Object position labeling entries
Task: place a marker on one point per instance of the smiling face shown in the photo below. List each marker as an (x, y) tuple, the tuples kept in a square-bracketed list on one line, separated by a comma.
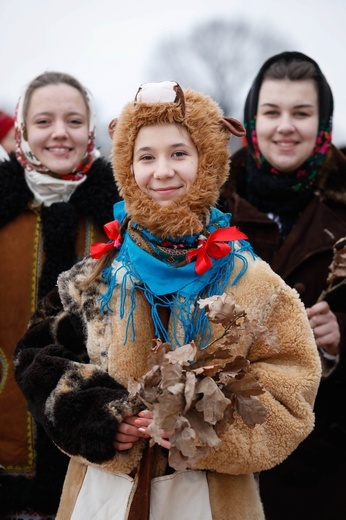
[(57, 126), (287, 122), (165, 162)]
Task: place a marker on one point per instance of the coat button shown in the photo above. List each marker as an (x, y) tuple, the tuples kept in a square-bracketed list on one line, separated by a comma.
[(299, 287)]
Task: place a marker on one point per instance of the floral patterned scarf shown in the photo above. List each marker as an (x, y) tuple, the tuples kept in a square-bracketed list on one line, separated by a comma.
[(285, 194)]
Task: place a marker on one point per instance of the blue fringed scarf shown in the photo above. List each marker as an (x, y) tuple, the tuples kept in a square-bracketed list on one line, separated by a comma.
[(163, 285)]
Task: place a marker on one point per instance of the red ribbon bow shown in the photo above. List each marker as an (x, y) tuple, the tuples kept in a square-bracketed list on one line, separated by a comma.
[(112, 230), (215, 247)]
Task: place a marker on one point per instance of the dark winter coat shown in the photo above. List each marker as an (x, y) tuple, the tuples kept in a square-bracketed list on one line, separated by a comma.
[(310, 482), (37, 244)]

— INSTRUCTIONS FOR THE TASK —
Rewrite every line of the entries above, including each request, but add 100 to every x and y coordinate in the answers. Leave the picture out of your version.

— FULL ANSWER —
Task: place a marker on one point per instance of the smiling face shown in the photo below. List each marker as an (x, y) tuple, the tuples kept in a square-bracketed list on one line, separated by a comma.
[(157, 226), (387, 222), (265, 262)]
Task: place a marker on one point per instance of the coat button shown in the photo above. List each marker as an (x, y) tuple, the tuples kept in a square-bracketed list on one line, separated by a comma.
[(399, 387)]
Task: place a marker on one point per instance of the floral patterned scarf shown in the photo above. List each marker as an (x, y) tuple, the tuples kept in a square-bracketed list on one line, separated by a comma.
[(385, 294)]
Task: place a marker on one point per instance of the blue fringed scarf shown in the photo above. List each marker as an (x, y) tuple, the tuples kept in a square-bracketed list on one line, separated by a comma.
[(263, 385)]
Task: place a marker on one point per instance of the red ribbon bow shown in the photo above. List each marker as an (x, y) tuple, the tuples kept in a square-bracketed list on one line, separated by a comma.
[(212, 330), (315, 347)]
Task: place a marker on one point per instance of the dark winter coat shown in the photo above. List each marker as an (x, y) tuple, the tuples kept in a square-bracketed list on one line, separated by a comma.
[(410, 582), (137, 344)]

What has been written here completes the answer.